-- DIRECTIONS FOR THIS TASK --
Among the entries below, copy every line that carries the word "Show".

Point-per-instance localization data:
--*--

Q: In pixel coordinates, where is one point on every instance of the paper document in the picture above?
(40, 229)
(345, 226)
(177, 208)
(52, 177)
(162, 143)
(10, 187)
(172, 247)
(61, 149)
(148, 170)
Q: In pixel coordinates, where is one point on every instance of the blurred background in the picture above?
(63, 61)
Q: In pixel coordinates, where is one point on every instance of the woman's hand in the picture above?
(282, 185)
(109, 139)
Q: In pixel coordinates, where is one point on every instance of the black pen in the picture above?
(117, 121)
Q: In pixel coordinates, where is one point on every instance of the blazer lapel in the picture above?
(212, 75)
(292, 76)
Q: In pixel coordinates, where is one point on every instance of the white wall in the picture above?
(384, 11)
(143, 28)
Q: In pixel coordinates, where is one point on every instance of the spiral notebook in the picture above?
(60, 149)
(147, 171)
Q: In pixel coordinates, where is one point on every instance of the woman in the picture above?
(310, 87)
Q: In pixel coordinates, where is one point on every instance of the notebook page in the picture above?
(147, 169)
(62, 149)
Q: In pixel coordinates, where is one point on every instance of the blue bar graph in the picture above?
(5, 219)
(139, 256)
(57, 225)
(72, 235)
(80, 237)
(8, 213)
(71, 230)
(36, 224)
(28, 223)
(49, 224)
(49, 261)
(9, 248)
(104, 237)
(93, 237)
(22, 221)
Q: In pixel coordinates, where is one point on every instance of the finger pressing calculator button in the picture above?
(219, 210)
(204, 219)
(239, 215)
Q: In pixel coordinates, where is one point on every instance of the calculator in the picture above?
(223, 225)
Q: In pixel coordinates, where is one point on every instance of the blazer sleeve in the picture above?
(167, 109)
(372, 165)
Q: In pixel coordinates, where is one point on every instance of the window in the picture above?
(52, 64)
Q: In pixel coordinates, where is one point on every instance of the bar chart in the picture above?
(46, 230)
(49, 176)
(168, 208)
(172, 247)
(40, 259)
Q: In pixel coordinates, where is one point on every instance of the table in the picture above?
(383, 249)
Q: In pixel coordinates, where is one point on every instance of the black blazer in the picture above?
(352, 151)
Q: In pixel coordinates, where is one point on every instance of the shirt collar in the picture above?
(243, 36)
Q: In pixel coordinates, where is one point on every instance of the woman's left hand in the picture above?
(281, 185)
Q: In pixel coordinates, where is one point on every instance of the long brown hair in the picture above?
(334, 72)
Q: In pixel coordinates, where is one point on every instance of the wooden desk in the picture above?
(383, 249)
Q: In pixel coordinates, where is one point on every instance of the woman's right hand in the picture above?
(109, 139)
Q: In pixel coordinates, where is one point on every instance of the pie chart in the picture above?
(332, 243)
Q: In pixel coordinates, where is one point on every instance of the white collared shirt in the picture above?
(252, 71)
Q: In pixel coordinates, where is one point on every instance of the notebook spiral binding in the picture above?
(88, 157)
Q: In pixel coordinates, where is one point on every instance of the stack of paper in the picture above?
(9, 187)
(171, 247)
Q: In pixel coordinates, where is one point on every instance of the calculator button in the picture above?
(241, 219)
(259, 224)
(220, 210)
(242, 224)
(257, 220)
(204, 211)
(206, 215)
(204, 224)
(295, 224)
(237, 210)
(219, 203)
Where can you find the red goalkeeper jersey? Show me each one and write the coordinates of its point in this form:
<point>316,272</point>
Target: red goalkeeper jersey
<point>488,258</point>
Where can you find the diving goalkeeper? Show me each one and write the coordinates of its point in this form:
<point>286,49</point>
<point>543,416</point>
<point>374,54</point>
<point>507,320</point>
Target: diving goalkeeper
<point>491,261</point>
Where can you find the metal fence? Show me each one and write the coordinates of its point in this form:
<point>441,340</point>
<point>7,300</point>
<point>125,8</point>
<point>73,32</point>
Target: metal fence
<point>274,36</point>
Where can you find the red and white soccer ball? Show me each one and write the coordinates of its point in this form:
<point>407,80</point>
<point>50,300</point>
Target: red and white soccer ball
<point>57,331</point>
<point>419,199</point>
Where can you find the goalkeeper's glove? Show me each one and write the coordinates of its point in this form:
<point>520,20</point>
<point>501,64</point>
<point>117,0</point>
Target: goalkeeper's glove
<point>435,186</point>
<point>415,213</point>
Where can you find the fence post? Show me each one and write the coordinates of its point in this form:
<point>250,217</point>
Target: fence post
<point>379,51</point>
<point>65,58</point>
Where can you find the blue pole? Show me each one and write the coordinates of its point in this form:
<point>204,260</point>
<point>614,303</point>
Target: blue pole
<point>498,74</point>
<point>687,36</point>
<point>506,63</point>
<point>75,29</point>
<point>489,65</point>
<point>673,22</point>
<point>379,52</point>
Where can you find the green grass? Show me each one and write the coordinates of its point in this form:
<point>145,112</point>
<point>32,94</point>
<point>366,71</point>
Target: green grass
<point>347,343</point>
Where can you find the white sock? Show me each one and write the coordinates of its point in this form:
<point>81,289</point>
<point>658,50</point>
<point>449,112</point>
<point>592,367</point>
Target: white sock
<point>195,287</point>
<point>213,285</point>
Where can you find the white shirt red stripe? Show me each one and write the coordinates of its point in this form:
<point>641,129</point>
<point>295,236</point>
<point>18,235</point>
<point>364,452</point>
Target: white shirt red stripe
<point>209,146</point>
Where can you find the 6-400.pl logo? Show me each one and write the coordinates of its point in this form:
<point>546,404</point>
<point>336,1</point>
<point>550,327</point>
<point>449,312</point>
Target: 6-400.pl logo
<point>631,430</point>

--*--

-- ANSWER FOR THE TASK --
Where can you find the red goalkeeper jersey? Show me each one and write the coordinates of its point in this form:
Where can you find the diving goalkeeper? Show me each one and write the coordinates of its point in this form:
Where can you find the metal fence? Show me each one and write the coordinates of its point in this form:
Where can you find the red and white soccer ball? Show me each one and write the coordinates of its point in this form:
Where can you find the goalkeeper's glove? Show me each one and write the coordinates of its point in this form:
Where can you find the fence post? Show me each one and write the coordinates of its point in this form:
Where can you find the blue pole? Show me each one and write the coordinates of its point in this form:
Where can you find the green grass? Show me each one and write the coordinates of its point in this form:
Where can you find the white sock? Show me each one and write the coordinates of its point in this form:
Where can you find the white shirt red stripe? Show me each one and write the coordinates of its point in this form:
Where can you find the 6-400.pl logo? Show me each one and write the coordinates of its point in this form:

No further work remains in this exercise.